BEGIN Supplied material

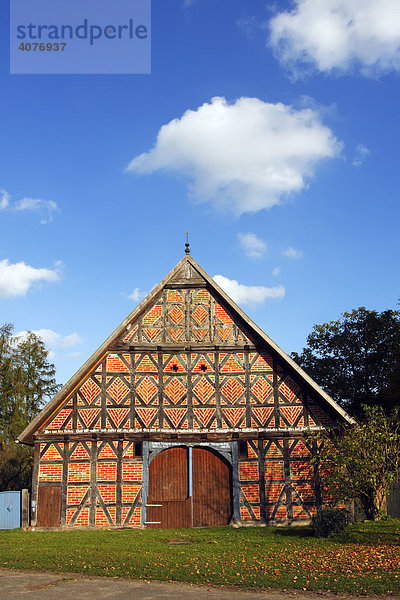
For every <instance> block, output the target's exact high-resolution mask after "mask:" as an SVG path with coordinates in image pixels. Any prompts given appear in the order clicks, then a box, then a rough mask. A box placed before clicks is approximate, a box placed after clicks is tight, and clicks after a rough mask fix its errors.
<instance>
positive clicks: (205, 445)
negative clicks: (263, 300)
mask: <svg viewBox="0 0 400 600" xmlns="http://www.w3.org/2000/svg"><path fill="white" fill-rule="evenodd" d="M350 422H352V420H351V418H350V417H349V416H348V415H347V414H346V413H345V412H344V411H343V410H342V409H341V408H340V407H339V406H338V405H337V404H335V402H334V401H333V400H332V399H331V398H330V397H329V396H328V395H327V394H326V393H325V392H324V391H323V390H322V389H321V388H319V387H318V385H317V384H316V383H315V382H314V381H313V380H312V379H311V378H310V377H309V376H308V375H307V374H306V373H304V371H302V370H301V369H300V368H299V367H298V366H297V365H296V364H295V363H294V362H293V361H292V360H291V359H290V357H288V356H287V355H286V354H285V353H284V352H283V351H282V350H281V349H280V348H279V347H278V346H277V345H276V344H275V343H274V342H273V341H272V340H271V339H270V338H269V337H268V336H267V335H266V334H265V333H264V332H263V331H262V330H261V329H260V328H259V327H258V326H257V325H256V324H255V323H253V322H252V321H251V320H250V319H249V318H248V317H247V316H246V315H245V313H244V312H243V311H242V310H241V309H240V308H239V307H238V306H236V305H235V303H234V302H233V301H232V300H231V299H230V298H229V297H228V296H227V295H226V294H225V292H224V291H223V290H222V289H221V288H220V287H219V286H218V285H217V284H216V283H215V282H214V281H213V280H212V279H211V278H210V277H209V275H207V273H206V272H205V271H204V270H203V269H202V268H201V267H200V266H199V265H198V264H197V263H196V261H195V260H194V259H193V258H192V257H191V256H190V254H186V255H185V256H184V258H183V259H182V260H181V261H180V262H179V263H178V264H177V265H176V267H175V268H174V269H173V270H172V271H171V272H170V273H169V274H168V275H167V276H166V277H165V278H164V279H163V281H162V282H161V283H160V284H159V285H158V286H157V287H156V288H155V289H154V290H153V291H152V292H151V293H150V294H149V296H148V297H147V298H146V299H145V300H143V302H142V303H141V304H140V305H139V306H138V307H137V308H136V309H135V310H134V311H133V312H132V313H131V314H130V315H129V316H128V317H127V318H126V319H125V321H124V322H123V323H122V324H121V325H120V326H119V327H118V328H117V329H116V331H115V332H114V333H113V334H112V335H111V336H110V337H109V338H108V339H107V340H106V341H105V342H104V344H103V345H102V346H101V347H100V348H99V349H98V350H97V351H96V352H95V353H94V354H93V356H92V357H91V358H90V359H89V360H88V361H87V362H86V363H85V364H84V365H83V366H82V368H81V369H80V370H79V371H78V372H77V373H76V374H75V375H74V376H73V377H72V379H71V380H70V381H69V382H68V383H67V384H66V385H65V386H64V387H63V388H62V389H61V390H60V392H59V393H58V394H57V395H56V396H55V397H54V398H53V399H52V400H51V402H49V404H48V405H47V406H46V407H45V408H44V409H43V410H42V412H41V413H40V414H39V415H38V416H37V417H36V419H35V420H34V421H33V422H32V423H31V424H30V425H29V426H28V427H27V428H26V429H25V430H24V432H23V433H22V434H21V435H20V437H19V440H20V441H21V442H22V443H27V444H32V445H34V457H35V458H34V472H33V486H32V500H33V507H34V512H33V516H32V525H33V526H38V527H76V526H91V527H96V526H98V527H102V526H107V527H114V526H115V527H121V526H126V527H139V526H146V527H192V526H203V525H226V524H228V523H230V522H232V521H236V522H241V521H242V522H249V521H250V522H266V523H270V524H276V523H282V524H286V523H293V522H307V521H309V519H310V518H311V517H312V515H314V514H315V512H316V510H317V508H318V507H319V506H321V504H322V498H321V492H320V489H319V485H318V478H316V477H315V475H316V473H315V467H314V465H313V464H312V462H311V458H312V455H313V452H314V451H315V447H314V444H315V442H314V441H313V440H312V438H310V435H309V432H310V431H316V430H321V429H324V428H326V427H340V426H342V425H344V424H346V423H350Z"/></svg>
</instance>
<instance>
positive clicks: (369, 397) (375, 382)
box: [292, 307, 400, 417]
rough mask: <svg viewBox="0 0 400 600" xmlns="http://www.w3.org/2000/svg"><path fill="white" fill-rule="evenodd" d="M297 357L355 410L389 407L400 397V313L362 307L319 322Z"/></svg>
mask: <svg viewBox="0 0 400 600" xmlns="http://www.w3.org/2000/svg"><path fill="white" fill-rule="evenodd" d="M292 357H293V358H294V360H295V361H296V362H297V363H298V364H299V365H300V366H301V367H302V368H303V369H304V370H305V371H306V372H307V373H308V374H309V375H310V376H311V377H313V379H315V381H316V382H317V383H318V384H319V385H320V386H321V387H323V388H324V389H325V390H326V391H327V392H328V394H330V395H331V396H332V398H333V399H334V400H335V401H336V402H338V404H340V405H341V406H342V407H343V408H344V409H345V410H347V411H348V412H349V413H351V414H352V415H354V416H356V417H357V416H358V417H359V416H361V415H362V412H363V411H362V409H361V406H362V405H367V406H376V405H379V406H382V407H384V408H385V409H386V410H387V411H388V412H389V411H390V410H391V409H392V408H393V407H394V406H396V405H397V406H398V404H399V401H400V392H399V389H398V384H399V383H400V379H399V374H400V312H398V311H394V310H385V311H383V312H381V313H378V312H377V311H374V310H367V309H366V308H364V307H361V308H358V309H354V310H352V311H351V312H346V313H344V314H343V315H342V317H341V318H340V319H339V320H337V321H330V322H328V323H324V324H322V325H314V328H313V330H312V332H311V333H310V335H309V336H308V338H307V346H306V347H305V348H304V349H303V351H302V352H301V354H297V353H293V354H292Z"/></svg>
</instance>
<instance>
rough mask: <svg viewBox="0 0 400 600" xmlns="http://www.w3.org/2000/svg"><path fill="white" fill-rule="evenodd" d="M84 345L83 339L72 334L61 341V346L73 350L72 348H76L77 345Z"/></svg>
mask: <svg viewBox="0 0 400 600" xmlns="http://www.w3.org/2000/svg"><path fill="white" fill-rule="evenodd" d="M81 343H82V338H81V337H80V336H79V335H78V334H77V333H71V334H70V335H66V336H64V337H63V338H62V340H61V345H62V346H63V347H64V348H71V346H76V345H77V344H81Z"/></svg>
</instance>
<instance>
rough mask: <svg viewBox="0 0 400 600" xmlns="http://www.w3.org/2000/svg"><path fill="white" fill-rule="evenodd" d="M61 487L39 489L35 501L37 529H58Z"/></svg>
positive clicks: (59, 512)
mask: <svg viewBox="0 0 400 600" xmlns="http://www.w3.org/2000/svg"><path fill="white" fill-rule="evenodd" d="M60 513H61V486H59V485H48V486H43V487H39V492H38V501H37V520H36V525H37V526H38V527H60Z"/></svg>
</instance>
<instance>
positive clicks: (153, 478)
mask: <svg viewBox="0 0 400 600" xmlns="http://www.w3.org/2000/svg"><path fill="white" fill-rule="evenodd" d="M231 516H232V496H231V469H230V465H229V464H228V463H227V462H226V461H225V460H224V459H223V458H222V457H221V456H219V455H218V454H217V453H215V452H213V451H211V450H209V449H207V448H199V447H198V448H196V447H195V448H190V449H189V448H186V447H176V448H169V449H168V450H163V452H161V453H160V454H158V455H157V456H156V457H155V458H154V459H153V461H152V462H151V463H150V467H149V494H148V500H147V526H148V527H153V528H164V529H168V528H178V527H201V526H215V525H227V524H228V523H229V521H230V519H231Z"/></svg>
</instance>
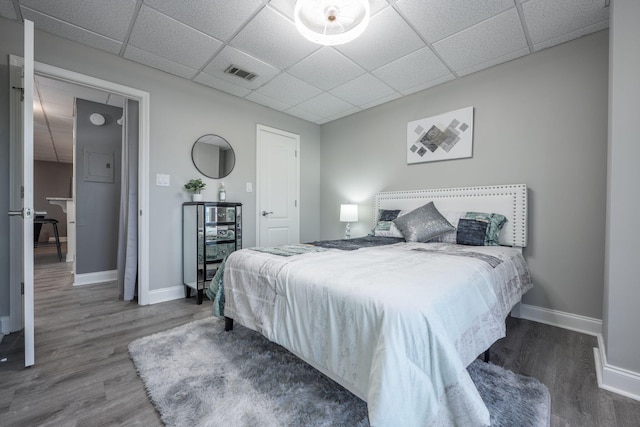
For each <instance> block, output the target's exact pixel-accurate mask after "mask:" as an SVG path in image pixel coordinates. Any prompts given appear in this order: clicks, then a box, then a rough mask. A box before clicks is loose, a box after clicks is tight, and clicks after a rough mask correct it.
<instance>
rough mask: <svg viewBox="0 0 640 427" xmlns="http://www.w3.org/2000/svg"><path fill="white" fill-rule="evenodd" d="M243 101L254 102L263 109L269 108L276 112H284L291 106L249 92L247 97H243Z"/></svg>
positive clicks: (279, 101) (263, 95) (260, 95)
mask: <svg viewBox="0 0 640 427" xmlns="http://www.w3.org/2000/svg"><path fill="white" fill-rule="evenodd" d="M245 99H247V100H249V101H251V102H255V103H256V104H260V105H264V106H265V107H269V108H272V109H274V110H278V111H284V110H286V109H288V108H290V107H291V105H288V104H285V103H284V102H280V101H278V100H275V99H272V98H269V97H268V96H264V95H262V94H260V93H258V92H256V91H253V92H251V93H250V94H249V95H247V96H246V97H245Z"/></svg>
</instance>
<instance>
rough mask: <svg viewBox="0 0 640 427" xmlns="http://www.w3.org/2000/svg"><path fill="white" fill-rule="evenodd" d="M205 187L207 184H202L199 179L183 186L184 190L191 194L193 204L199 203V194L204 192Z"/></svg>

END Supplied material

### What you need to do
When a line in the records above contains the word "block", copy it.

### Answer to the exercise
For every <instance> block, output the target's exact high-resolution mask after "mask:" as an SVG path with coordinates in image pixels. Any prompts given appear in the order clicks, then a box, then a rough mask. A box placed before clicks is approximate, a box placed after clicks is tight, and clicks after a rough mask fix its errors.
For each <instance> block, output the target's exact pixel-accurate mask after "mask:" as an SVG path in image pixel coordinates. Any prompts given appear in this order: clicks, then a box, then a rough mask. A box before clicks is loose, a box after clicks is tight, and clicks after a rough mask correct it.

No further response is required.